What you are asked to do:
Edit the rows below so that every "positive clicks" becomes "foreground clicks", leaving everything else unchanged.
┌────────
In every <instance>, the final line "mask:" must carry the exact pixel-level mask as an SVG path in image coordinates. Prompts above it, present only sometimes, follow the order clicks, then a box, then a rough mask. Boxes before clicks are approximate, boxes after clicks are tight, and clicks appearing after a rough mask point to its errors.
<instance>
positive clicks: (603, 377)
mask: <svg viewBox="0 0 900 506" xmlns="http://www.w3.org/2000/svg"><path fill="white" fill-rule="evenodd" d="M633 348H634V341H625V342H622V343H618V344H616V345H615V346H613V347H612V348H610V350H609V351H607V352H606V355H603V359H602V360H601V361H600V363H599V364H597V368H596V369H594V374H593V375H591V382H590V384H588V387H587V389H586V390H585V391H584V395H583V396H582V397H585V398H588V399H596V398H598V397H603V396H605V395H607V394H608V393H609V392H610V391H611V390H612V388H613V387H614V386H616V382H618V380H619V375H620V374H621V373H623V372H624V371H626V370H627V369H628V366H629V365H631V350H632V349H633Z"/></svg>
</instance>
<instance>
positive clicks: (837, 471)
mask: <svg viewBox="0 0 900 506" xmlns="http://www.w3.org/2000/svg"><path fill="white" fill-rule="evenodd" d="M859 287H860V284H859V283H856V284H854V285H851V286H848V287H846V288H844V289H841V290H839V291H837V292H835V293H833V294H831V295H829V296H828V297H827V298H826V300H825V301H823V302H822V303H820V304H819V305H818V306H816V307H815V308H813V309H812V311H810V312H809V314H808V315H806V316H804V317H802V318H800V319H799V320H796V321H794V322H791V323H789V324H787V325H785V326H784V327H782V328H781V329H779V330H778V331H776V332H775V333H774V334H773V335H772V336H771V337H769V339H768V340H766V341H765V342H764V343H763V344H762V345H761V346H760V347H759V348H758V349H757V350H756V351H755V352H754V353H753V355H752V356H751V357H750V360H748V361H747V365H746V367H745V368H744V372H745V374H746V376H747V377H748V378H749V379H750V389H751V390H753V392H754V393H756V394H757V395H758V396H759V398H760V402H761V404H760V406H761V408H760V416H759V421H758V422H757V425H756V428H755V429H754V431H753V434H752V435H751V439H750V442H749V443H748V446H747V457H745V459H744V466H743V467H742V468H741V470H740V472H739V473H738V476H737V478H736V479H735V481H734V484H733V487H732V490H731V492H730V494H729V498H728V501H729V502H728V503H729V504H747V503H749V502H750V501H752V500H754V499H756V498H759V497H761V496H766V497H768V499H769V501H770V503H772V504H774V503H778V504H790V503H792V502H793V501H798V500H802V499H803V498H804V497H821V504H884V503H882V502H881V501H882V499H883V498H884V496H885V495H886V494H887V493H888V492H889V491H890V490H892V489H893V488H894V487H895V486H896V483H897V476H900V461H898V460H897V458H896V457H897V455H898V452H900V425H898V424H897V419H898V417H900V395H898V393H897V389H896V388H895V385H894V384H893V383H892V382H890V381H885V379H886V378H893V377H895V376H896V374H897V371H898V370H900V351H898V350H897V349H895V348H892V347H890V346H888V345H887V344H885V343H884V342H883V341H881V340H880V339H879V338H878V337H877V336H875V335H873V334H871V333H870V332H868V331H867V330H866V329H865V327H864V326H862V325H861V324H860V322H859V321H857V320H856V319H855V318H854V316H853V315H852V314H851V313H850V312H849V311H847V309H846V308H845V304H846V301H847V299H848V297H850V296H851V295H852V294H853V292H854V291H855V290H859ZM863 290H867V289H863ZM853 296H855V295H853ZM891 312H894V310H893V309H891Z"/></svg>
└────────
The completed task:
In every <instance>, the final line "mask:" must carry the exact pixel-level mask as an SVG path in image coordinates. Prompts above it, present only sometimes, follow the order clicks, then a box, then a rough mask. Boxes before clicks are approximate, boxes after clicks are tight, and clicks appearing after a rough mask point to its errors.
<instance>
foreground clicks: (603, 377)
mask: <svg viewBox="0 0 900 506" xmlns="http://www.w3.org/2000/svg"><path fill="white" fill-rule="evenodd" d="M633 348H634V341H625V342H622V343H618V344H616V345H615V346H613V347H612V348H610V350H609V351H607V352H606V355H603V359H602V360H601V361H600V363H599V364H597V368H596V369H594V374H593V375H591V382H590V384H588V387H587V389H586V390H585V391H584V395H583V396H582V397H585V398H588V399H596V398H598V397H603V396H605V395H607V394H608V393H609V392H610V391H611V390H612V388H613V387H614V386H616V382H618V380H619V375H620V374H621V373H623V372H624V371H626V370H627V369H628V366H629V365H631V350H632V349H633Z"/></svg>
</instance>
<instance>
foreground clicks: (837, 471)
mask: <svg viewBox="0 0 900 506" xmlns="http://www.w3.org/2000/svg"><path fill="white" fill-rule="evenodd" d="M859 287H860V284H859V283H856V284H854V285H851V286H848V287H846V288H844V289H841V290H839V291H837V292H835V293H833V294H831V295H829V296H828V297H827V298H826V300H825V301H823V302H822V303H820V304H819V305H818V306H816V307H815V308H813V309H812V311H810V312H809V314H808V315H806V316H804V317H802V318H800V319H799V320H796V321H794V322H791V323H789V324H787V325H785V326H784V327H782V328H781V329H779V330H778V331H776V332H775V333H774V334H773V335H772V336H771V337H769V339H768V340H766V341H765V342H764V343H763V344H762V345H761V346H760V347H759V348H758V349H757V350H756V351H755V352H754V353H753V355H752V356H751V357H750V360H748V361H747V365H746V367H745V368H744V372H745V374H746V376H747V377H748V378H749V379H750V389H751V390H753V392H754V393H756V394H757V395H758V396H759V398H760V402H761V404H760V406H761V408H760V416H759V421H758V422H757V425H756V428H755V429H754V431H753V434H752V435H751V439H750V442H749V443H748V446H747V457H745V459H744V466H743V467H742V468H741V470H740V472H739V473H738V476H737V478H736V479H735V481H734V484H733V487H732V490H731V492H730V494H729V498H728V501H729V502H728V503H729V504H747V503H749V502H750V501H752V500H754V499H756V498H759V497H761V496H766V497H768V499H769V501H770V503H772V504H774V503H778V504H790V503H792V502H793V501H798V500H802V499H803V498H804V497H821V504H884V503H882V502H881V501H882V499H883V498H884V496H885V495H886V494H887V493H888V492H889V491H890V490H892V489H893V488H894V487H895V486H896V483H897V476H900V461H898V460H897V458H896V457H897V455H898V452H900V425H898V424H897V419H898V417H900V395H898V393H897V389H896V388H895V385H894V384H893V383H892V382H890V381H885V379H886V378H893V377H895V376H896V374H897V371H898V370H900V351H898V350H897V349H895V348H892V347H890V346H888V345H887V344H885V343H884V342H883V341H881V340H880V339H879V338H878V337H877V336H875V335H873V334H871V333H870V332H868V331H867V330H866V329H865V327H864V326H862V325H861V324H860V322H859V321H857V320H856V319H855V318H854V316H853V315H852V314H851V313H850V312H849V311H847V309H846V308H845V304H846V301H847V299H848V297H850V296H851V295H852V294H853V292H854V291H855V290H859ZM863 290H867V289H863ZM853 296H855V295H853ZM891 312H894V310H893V309H891Z"/></svg>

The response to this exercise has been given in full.